--- Begin RECORDS PROVIDED ---
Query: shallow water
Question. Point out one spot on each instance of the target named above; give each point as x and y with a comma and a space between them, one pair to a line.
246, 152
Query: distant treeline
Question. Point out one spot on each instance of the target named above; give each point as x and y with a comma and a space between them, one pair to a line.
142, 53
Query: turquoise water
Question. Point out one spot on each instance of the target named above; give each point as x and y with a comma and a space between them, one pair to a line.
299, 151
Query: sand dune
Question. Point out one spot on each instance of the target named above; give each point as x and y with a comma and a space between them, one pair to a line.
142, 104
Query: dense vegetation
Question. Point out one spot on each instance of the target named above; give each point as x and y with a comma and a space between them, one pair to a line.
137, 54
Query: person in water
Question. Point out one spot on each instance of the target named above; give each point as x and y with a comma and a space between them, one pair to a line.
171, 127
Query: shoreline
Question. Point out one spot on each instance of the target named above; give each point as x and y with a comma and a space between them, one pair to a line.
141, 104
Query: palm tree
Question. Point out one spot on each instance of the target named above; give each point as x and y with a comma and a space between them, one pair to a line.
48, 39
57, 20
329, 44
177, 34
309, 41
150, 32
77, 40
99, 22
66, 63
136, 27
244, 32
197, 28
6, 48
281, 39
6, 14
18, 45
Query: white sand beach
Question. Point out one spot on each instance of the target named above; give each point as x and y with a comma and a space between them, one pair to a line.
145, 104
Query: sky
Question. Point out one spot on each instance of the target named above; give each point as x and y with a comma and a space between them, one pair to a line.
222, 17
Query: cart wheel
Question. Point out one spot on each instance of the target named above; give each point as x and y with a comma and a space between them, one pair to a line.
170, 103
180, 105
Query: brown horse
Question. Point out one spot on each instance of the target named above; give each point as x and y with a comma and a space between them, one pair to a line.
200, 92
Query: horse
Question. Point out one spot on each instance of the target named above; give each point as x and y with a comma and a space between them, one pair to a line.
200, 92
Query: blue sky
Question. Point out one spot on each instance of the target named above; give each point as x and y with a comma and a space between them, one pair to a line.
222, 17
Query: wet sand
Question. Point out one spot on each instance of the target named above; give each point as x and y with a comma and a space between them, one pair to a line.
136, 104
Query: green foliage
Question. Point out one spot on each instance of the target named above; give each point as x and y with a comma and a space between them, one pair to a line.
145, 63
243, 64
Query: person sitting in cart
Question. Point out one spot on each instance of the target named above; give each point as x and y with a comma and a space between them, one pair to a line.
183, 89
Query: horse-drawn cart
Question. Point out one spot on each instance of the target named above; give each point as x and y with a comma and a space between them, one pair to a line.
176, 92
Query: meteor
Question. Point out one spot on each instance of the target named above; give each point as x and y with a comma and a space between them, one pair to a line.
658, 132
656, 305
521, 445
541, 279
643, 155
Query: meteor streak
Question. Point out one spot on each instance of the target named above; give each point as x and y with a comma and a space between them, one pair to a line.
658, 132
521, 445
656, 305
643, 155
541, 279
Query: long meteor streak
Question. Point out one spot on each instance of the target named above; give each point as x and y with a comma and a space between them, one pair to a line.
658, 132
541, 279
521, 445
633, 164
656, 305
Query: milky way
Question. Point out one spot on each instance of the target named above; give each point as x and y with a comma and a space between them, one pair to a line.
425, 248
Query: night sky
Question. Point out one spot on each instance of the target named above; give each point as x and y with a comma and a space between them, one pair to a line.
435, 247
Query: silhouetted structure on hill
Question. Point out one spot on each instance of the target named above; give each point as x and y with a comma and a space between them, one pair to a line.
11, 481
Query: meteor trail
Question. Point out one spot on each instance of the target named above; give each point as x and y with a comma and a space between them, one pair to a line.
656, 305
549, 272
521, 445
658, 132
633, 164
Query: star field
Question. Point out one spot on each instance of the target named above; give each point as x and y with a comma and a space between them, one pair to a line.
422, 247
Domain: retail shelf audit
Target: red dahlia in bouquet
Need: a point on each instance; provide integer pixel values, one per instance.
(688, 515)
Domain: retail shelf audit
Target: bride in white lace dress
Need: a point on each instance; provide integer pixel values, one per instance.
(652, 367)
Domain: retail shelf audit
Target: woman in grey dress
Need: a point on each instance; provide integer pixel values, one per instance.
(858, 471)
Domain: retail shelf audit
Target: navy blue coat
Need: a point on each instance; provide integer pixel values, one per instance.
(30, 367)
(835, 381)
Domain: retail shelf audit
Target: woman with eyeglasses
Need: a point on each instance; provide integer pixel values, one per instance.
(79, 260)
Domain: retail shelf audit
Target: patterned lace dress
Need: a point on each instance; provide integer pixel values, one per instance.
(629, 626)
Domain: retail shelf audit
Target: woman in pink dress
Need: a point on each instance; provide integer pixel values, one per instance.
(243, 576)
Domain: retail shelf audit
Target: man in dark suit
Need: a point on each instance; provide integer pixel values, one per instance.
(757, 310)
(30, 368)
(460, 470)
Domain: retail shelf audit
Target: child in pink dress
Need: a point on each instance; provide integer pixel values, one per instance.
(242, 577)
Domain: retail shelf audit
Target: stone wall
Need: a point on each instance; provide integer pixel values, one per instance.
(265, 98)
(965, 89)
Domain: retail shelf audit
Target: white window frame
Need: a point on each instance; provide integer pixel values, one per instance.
--- End RECORDS PROVIDED ---
GOAL OF THE EXERCISE: Return all the data above once more, precisely as given.

SOLUTION FOR THIS TASK:
Query: shallow water
Question. Point out one spot on each instance of the target named above; give each point as x and y with a comma and a space between them, one pair to a line.
246, 152
Query: distant treeline
Question. Point out one spot on each instance of the target named above; give each point as x and y with a comma and a space between them, one pair to a line.
142, 53
Query: turquoise water
Question. Point out one spot on each instance of the target named above; give each point as x and y with a comma and a space between them, one pair to a line.
299, 151
Query: sand dune
Question. Point out one spot on each instance of the target named above; give each point as x and y with a comma and a space between them, one pair to a line.
142, 104
Query: dense vegetation
Question. Point out one spot on each instance of the target named above; give each point as x and y with a comma and a space between them, one pair to a line.
137, 54
Query: person in water
Question. Point out one spot on each instance of the target named above; give each point as x and y with a comma and a space between them, one pair to a line.
171, 127
Query: shoreline
Question. Point out one spot on each instance of the target named above; give each point as x and y with a comma and a space between them, one pair to a line.
141, 104
Query: palm tree
Question. Point out one spot on each instance of the target named above; give each point as x and y with a comma and a space between them, one pair to a line.
48, 39
57, 20
329, 44
177, 34
309, 41
150, 32
77, 40
99, 22
66, 63
136, 27
244, 32
197, 28
6, 48
281, 39
6, 14
18, 45
Query: white sand beach
Question. Point out one spot on each instance of the target named above; give each point as x and y with a comma and a space between them, one pair to a line.
145, 104
Query: sky
Question. Point out one spot on each instance of the target named above; give each point as x and y with a comma and a space between them, one pair to a line.
222, 17
Query: cart wheel
Question. Point out one spot on each instance of the target named above; give each point as x and y with a comma and a space between them, one pair to a line.
170, 103
180, 105
Query: brown horse
Question. Point out one spot on each instance of the target named above; give each point as x and y with a comma and a space between them, one pair to a line.
200, 92
Query: horse
Question. Point out one spot on each instance of the target named above; give each point as x and y with a comma and a space between them, one pair to a line.
200, 92
Query: blue sky
Question. Point out one spot on each instance of the target named above; give each point as x and y with a comma and a space between them, one pair to a line.
222, 17
Query: wet sand
Question. Point out one spot on each instance of the target named above; give each point as x and y with a comma and a space between them, one pair to a line.
136, 104
Query: green foliage
Question. Point out one spot on each instance of the target named above; give each point as x and y with a comma and a space between them, one pair to a line.
145, 63
243, 64
Query: person sitting in cart
Question. Point out one spot on each instance of the target named above; give each point as x and y with a comma and a space between them, one pair to a line.
183, 89
Query: horse-drawn cart
Question. Point out one spot on each instance of the target named above; give each point as x and y with a comma and a space between them, one pair to a line.
176, 92
Query: meteor
Question. Point out one spot on each instance of the target named above; give each point as x and y with a comma and a space between them, one pair to a line.
658, 132
656, 305
521, 445
541, 279
643, 155
Query: meteor streak
Question. Point out one spot on each instance of the target named above; give each point as x and y with a comma and a space between them, one pair to a line.
658, 132
521, 445
656, 305
643, 155
541, 279
Query: long meteor streak
Question. Point out one spot on each instance of the target named above; give each point as x and y with a comma and a space between them, one pair to a line.
658, 132
541, 279
521, 445
633, 164
656, 305
Query: milky way
Question. Point out one spot on each instance of the target named above; give each point as x and y with a comma and a space between them, one pair to a line.
425, 248
Query: night sky
Question. Point out one spot on each instance of the target named above; give each point as x and y with a comma and a space between them, one pair to a line.
435, 247
Query: silhouetted structure on hill
Question. Point out one spot on each instance of the target named above; give each point as x and y with a comma and a space between them, one pair to a line.
11, 481
Query: meteor trail
Question. Point out one spot on each instance of the target named above; give each point as x and y with a comma and a space between them, one pair to a line.
656, 305
549, 272
521, 445
658, 132
633, 164
Query: star field
Question. Point out one spot on each instance of the target named above; give each point as x and y with a comma and a space between them, one pair to a line.
422, 247
Domain: retail shelf audit
Target: red dahlia in bouquet
Need: a point on each instance; provide integer pixel values, one per instance.
(688, 515)
Domain: retail shelf audit
Target: bride in white lace dress
Need: a point on each instance; provide integer pixel values, one per instance.
(652, 367)
Domain: retail shelf audit
Target: woman in grey dress
Need: a point on each instance; provide integer pixel values, one per instance.
(858, 471)
Domain: retail shelf audit
Target: navy blue coat
Need: a point on each instance; provide integer pixel values, one per instance.
(30, 367)
(835, 381)
Domain: retail shelf audit
Target: woman with eyeglasses
Need: a point on each instance; provide integer pixel values, one per instance.
(79, 260)
Domain: retail shelf audit
Target: patterned lace dress
Need: a point on each instance; provide integer pixel values, one per instance.
(629, 626)
Domain: retail shelf audit
Target: woman in pink dress
Need: a point on each instance; provide integer pixel values, one per instance.
(243, 576)
Domain: retail shelf audit
Target: man in dark suit
Need: a point on each instance; provide integer pixel values, one per instance.
(757, 310)
(30, 368)
(460, 470)
Domain: retail shelf audit
Target: child in pink dress
Need: a point on each instance; provide integer pixel values, one per instance.
(242, 577)
Domain: retail shelf audit
Target: stone wall
Need: a point on each instance; provide integer pixel values, one per instance.
(265, 98)
(965, 89)
Domain: retail shelf audit
Target: white window frame
Need: a point on each instance; provide integer pixel values, one per instance.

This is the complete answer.